→ **Podane zadanie**:
Przepisz bez zmian wszystkie wiersze podane poniżej. Obrazy pomiń w odpowiedzi.

→ **Zapisane wiersze**:
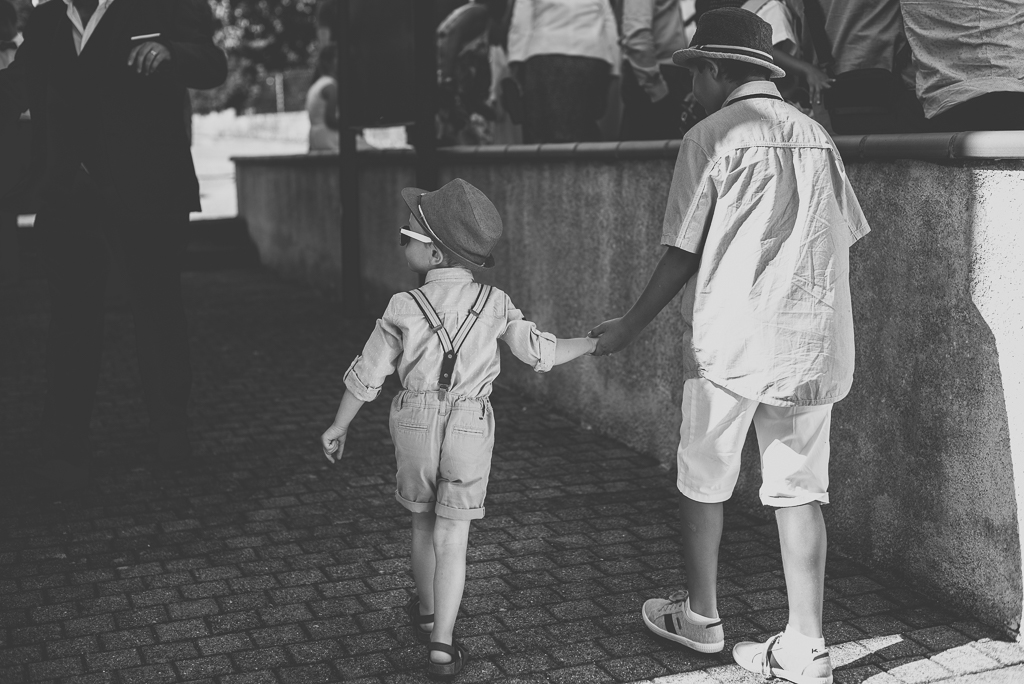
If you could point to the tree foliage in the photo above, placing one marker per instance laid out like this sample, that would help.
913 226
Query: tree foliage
261 38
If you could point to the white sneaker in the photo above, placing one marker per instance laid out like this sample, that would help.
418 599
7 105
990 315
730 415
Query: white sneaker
771 659
673 620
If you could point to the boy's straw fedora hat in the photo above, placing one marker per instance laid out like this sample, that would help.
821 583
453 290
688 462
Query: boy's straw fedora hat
731 33
461 220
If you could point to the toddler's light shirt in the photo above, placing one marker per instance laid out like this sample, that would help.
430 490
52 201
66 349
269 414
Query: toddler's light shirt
402 340
760 193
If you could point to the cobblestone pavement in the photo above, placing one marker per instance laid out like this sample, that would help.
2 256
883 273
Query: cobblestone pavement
269 565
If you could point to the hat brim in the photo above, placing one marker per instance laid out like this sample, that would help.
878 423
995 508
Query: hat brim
411 195
683 57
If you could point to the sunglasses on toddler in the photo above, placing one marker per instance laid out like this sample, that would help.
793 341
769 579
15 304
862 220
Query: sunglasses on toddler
407 233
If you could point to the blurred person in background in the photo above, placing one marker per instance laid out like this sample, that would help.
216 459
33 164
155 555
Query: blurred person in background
653 88
563 54
870 61
10 39
118 183
322 102
970 57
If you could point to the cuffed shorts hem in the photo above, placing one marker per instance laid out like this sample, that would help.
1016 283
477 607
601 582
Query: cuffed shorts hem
443 511
793 502
415 506
700 497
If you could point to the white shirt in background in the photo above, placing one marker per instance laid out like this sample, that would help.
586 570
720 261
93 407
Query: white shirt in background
81 33
965 48
576 28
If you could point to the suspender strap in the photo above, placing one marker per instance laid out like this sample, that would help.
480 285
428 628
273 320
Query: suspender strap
433 319
474 314
451 349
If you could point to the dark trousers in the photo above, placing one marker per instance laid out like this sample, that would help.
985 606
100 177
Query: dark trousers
82 239
644 120
991 112
563 97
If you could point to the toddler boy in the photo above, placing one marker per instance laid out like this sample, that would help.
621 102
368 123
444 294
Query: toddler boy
442 339
760 219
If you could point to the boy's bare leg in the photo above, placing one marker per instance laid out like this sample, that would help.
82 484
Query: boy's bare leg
802 533
423 560
701 539
451 541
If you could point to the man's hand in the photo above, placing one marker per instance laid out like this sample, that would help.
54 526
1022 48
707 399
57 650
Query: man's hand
333 442
611 336
147 57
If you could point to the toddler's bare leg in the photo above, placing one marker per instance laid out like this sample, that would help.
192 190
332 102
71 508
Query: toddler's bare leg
423 560
802 533
451 540
701 539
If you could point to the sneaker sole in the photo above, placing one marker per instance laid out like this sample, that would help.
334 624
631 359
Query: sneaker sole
689 643
782 674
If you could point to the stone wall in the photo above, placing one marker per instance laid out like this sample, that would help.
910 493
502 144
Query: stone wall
928 451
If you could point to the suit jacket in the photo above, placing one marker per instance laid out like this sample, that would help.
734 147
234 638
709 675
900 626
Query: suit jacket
92 109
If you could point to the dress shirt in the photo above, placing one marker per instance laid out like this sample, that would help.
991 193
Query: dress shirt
965 48
652 30
760 191
578 28
402 340
81 33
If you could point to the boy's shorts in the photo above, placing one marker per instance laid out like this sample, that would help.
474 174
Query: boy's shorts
793 441
442 450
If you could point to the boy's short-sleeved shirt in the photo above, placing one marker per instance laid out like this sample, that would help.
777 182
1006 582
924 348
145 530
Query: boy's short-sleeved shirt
760 193
402 340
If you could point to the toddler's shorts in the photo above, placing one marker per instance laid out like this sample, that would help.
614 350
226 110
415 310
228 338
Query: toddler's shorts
442 450
793 442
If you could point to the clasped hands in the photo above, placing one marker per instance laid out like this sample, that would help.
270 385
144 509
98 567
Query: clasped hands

→ **Pełna odpowiedź**:
If you could point to the tree foliage in the photo above, placing one marker per instance laid out like this sample, that would help.
913 226
Query: tree foliage
261 38
If you could point to the white sneaker in the photo above, placing one marker per instance laid out like this sample, that would help.
418 599
7 105
990 315
730 415
Query: white sneaker
771 659
673 620
If you could point to the boy's straw fedora hat in the photo above, placing one marker per instance laid out like this sample, that would help.
821 583
453 290
688 462
Query: boy's straw fedora hat
731 33
461 220
If you could point to the toddler's light shirt in the photo above, placing one marker per instance laid out like this sample, that would help.
430 490
52 201
66 349
269 414
Query: toddler's light shirt
402 340
760 193
If you could point to the cobblestone pavement in the photo above, placing one marker per instance laid out like this sample, that would help.
2 256
883 273
Query: cobblestone pavement
269 565
If you could point to the hat brim in the photo above, placing one marker per instance laid out like this sample, that would help.
878 423
995 508
Query: hat brim
411 195
683 57
If you could point to the sunglasses on toddler in the photo above, placing one marker per instance laid out like this sample, that would help.
793 341
769 579
15 304
862 220
Query: sunglasses on toddler
407 233
If you could point to the blurred person in background in the photo above, placing one marker per instance laid out like this sample, that would help.
216 459
33 164
155 555
Query: blurred person in background
653 88
563 54
870 61
10 39
118 183
322 102
970 57
If you could point to the cuffed shorts hem in the photo above, placing one marker per instance laid out like this sample, that would help.
1016 283
477 607
601 582
Query: cuffed shorts hem
443 511
793 502
415 506
700 497
If you could point to the white shirt in background in the photo above, placing one marker per instance laid out like this sample, that would help.
586 570
720 261
93 407
Query: white shirt in background
81 33
965 48
576 28
If you could point to the suspender strap in the photo above, placing one marker per instance laid out like this sample, that would help.
480 285
428 628
273 320
Query: suspender strap
433 319
474 314
451 349
If you could point to the dark trousers in the photo above, placing one marker per instance laid out like this sample, that would help.
985 606
100 177
Query: dark trousers
82 239
644 120
991 112
563 97
If you could point to the toddler boy in the photo above, placing one marker per instance laid out like this sample, that would help.
621 102
368 123
444 294
Query: toddler boy
442 339
760 219
If you could point to the boy's bare leg in the photo above, placing one marker per instance laid out like this sample, that would help.
82 484
Query: boy's bare leg
802 533
423 560
701 539
451 541
If you could point to the man's hand in the photo above, placing one marker per instance laid out like this sample, that would help.
54 526
1022 48
707 399
57 650
Query: man's hand
333 442
611 336
147 57
If you could point to the toddler's bare leg in the photo above, placing one marker per instance laid out like this sample, that would help.
192 190
332 102
71 508
Query: toddler's bare leg
423 560
802 533
451 540
701 539
If you could point to the sneaker sole in the photo above, placing one marker per instance laid out like this sample, that would help.
334 624
631 359
Query: sneaker sole
689 643
782 674
If you could point to the stone wall in the photo above, placing one marker per instance laid out like this sample, that would help.
910 493
502 144
Query: stone wall
928 451
If you could point to the suit jacket in the photo above, placing one marker per instance laid out like this sample, that would help.
734 147
234 638
709 675
900 626
Query: suit jacket
92 109
If you could point to the dress shirt in the photo above, placing one marker per instance laid out like this sample, that would help.
991 193
Query: dress shirt
965 48
652 30
760 191
578 28
402 340
81 33
If you could point to the boy's shorts in the photo above, placing one marker per instance laid out like this sample, that would help.
474 174
Query: boy's shorts
793 441
442 450
If you could point to the boy's short-sleeved shirt in the photo above, placing one marker per instance laid out like this sample, that would help.
777 182
1006 582
924 348
145 530
Query: boy's short-sleeved shirt
760 193
402 340
If you could point to the toddler's shorts in the photo above, placing one marker per instance laid out like this sample, that would help.
614 350
226 110
415 310
228 338
Query: toddler's shorts
442 450
793 442
If you could point to the clasped hands in the photo above, placing one marker per instance laid out like this sample, that would help.
270 385
144 509
98 567
Query: clasped hands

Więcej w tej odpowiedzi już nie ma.